▶ Список заданий:
1. Сколько фотографов пришло на встречу, согласно отрывку о встрече Картье-Брессона с советскими фотографами?
2. По отрывку о встрече Картье-Брессона с советскими фотографами объясните, почему собравшиеся отложили свои аппараты.
3. Продолжите отрывок о встрече Картье-Брессона с советскими фотографами, начав сразу после его последнего предложения.

▶ Цитируемый отрывок:
---------------

Анри Картье-Брессон: Когда для работы над книгой я ездил в Советский Союз, меня попросили провести встречу с советскими фотографами. Я ожидал увидеть человек тридцать фотографов, но их пришло сотни три. Они стали меня снимать, что меня вывело из себя; моя жена сказала, что я впал в истерику. Повысил голос, разозлился, и кончилось тем, что они очень послушно, очень вежливо отложили свои аппараты и стали задавать мне вопросы, причем ни одного идиотского. Один из них спросил меня: «Фотографирует ли Картье-Брессон свои сны?» Все разразились смехом, но я с жаром ответил: «Конечно!» И мы стали говорить об интуиции, о связности и бессвязности. По-моему, важно восстать против догматизма и обратиться к интуиции: к тому, о чем мечтаешь, что от тебя безотчетно исходит. Для меня это один из великих даров фотографии. Это немного похоже на то, что происходит в рисунке или живописи. По видимости живопись создается руками, но в целом это процесс, который заключается в том, чтобы настроиться на одну волну с людьми, вещами и своей работой.

---------------

▶ Строки:
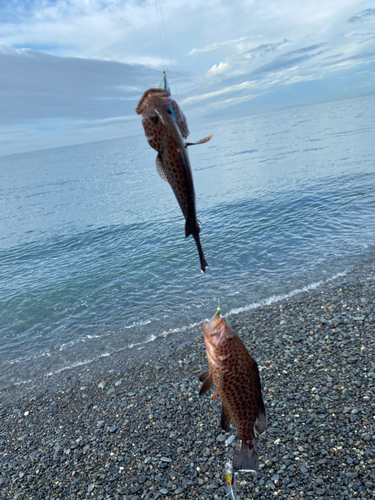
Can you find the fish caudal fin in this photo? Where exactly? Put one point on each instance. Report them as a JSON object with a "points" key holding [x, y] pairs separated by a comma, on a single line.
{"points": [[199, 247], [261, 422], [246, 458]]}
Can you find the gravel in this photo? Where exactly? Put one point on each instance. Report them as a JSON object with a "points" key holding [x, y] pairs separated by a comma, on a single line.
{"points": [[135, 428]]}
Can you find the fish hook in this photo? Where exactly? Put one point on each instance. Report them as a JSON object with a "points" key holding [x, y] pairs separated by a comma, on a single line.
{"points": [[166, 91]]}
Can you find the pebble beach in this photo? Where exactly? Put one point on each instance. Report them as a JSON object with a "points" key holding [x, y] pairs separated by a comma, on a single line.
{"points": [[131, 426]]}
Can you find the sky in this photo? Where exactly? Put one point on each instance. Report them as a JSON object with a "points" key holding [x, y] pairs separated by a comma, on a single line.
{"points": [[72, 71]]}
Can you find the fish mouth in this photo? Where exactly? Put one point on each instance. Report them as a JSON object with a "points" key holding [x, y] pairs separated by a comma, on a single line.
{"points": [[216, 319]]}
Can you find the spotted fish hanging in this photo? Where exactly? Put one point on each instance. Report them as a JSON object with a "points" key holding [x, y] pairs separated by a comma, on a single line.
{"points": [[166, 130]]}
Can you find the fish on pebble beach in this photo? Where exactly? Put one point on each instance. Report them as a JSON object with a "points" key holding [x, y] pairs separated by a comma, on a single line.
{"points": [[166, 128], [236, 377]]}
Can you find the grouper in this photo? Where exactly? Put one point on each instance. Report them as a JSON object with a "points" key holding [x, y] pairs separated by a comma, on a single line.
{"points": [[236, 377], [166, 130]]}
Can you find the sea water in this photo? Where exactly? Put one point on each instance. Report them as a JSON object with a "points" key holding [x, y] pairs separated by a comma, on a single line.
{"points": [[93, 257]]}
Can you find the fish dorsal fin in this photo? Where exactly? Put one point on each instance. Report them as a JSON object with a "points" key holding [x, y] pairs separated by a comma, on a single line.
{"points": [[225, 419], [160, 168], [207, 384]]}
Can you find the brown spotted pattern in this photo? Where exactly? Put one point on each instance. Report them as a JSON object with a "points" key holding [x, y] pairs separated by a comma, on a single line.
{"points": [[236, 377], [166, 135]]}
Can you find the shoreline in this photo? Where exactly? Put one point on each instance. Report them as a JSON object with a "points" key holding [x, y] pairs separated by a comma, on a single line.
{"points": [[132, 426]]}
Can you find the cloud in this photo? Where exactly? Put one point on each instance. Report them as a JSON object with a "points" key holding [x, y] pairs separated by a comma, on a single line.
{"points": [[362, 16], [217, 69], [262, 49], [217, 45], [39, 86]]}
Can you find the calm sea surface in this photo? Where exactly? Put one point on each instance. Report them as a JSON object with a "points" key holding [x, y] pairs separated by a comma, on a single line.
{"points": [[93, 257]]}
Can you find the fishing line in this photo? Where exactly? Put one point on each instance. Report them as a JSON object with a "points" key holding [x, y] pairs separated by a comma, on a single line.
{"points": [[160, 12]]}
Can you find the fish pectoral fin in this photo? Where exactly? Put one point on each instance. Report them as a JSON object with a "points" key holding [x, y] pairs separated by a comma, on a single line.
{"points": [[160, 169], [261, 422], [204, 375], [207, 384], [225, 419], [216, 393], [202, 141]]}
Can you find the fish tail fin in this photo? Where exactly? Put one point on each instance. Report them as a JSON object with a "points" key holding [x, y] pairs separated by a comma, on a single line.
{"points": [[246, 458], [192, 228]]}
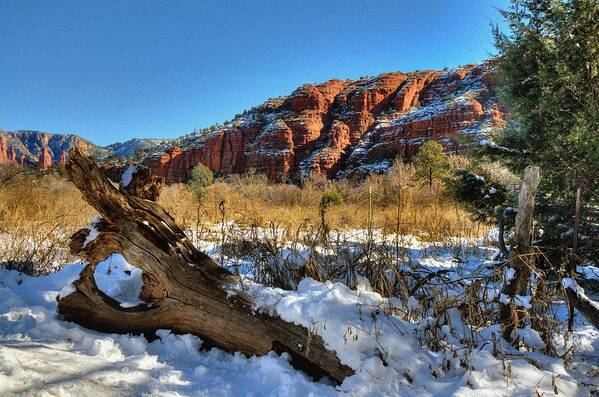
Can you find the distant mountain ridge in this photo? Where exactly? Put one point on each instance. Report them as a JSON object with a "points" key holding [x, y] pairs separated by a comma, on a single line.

---------------

▶ Ответы:
1. Около трёхсот («сотни три»), хотя он ожидал человек тридцать.

2. Фотографы начали его снимать, и это вывело его из себя: он повысил голос и разозлился. В итоге они очень послушно и вежливо отложили аппараты и стали задавать ему вопросы.

3.
Мне не интересно документировать. Это в высшей степени скучно, и я очень плохой репортёр и фотожурналист. Когда в 1946 году Музей современного искусства в Нью-Йорке выставлял мои фотографии, мой друг Роберт Капа сказал мне: «Анри, будь очень внимателен. Безоговорочно избегай ярлыка фотографа-сюрреалиста. В противном случае у тебя не будет ни одного репортажа и ты станешь походить на комнатное растение. Делай всё, что хочешь, но нужно, чтоб на тебе был ярлык фотожурналиста». Капа был очень толковый. Итак, я никогда не говорил о сюрреализме. Это никого, кроме меня, не касается. И чего я хочу, к чему стремлюсь – моё личное дело. В противном случае у меня никогда не было бы репортажей.

Журналистика – это способ давать отчёт о событиях, и некоторые журналисты – отличные писатели, тогда как другие довольствуются перечислением фактов. А факты сами по себе неинтересны. Чего-то стоит только точка зрения на факты.

В фотографии есть некое припоминание. Фотографии иногда бывают похожи на новеллы Чехова или Мопассана. Они мимолётны, хотя содержат в себе целый мир. Но в момент съёмки этого не понимаешь. В этом и заключено чудо фотоаппарата. Это льётся потоком.

Я в высшей степени, даже до ужаса импульсивен. Моим друзьям и семье со мной очень тяжело. Я комок нервов. Но в фотографии это мой козырь. Я никогда не размышляю. Действую быстро! Стреляю!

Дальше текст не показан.